Saved entries:

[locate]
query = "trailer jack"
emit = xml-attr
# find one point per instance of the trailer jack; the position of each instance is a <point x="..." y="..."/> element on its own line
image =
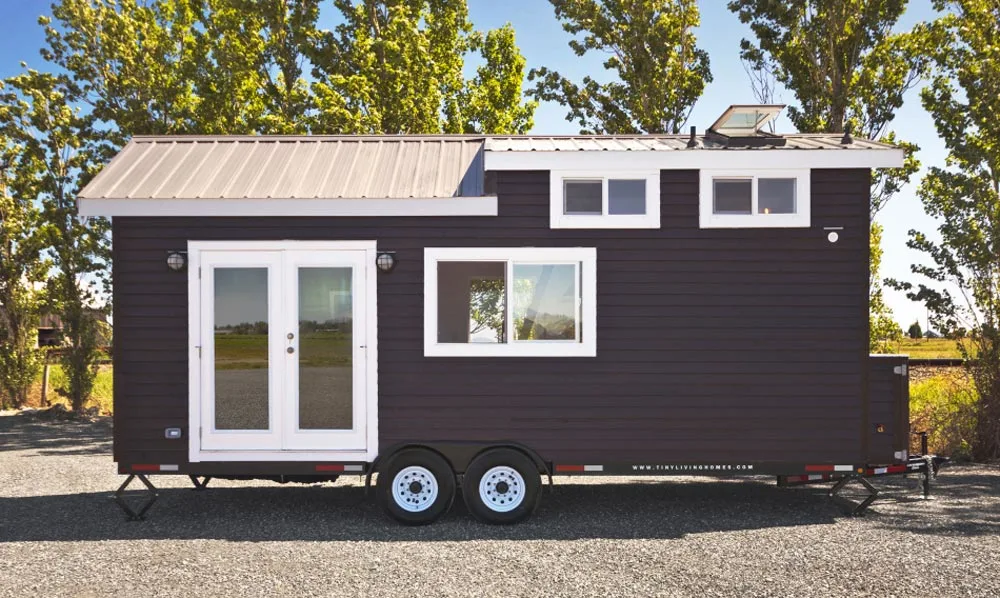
<point x="861" y="507"/>
<point x="200" y="484"/>
<point x="130" y="513"/>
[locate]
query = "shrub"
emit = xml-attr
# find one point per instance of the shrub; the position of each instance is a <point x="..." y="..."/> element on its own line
<point x="945" y="406"/>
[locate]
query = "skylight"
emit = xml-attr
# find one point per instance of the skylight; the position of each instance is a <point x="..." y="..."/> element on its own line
<point x="745" y="120"/>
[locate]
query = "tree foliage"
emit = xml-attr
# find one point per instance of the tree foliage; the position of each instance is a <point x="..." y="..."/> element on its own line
<point x="964" y="196"/>
<point x="883" y="333"/>
<point x="659" y="70"/>
<point x="61" y="151"/>
<point x="846" y="67"/>
<point x="395" y="66"/>
<point x="848" y="71"/>
<point x="239" y="67"/>
<point x="23" y="267"/>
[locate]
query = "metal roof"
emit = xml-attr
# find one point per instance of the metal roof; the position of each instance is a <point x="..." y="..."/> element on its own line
<point x="361" y="166"/>
<point x="309" y="167"/>
<point x="652" y="143"/>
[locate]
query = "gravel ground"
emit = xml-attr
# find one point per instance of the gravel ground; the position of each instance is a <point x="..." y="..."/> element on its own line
<point x="680" y="536"/>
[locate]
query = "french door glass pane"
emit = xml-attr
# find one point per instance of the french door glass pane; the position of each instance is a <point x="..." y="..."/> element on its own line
<point x="241" y="356"/>
<point x="325" y="347"/>
<point x="545" y="302"/>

**What you are asked to do**
Return the records verbatim, minus pictures.

**Result of the task**
[locate]
query = "trailer jack"
emit = xml-attr
# find one point per instance of the trailer jack; the position of each instance is a <point x="..." y="..."/> element on its own line
image =
<point x="861" y="507"/>
<point x="200" y="484"/>
<point x="130" y="513"/>
[locate]
query = "shrub"
emit = xml-attr
# find one point per instance of the shrub; the position of each instance is a <point x="..." y="..."/> element on its own line
<point x="945" y="406"/>
[locate]
query = "skylight"
emit = xml-attr
# find one point per instance of the skylight; the position of each instance is a <point x="..." y="..."/> element on its own line
<point x="745" y="120"/>
[locate]
query = "tree foliage"
emit = xml-attr
# find one point per instance of the tree foliage; the position of each instance is a <point x="..." y="..."/> element on its own line
<point x="964" y="196"/>
<point x="883" y="333"/>
<point x="659" y="70"/>
<point x="61" y="151"/>
<point x="846" y="67"/>
<point x="395" y="66"/>
<point x="848" y="71"/>
<point x="239" y="67"/>
<point x="23" y="267"/>
[locate]
query = "metal roof"
emit = xml-attr
# find one point per instance of the metal roof; the position of each instance is a <point x="..." y="..."/> element on its own line
<point x="361" y="166"/>
<point x="309" y="167"/>
<point x="652" y="143"/>
[locate]
query = "gravel ground"
emit = xml-attr
# find one point per instance of the gravel ground; the position of each instance is a <point x="..." y="..."/> element on its own line
<point x="680" y="536"/>
[locate]
query = "french door glass pane"
emit = xml-attr
# find one point per instance of the french door glass pane; the position of each instance is a <point x="..." y="..."/> element on its own line
<point x="241" y="356"/>
<point x="325" y="347"/>
<point x="545" y="302"/>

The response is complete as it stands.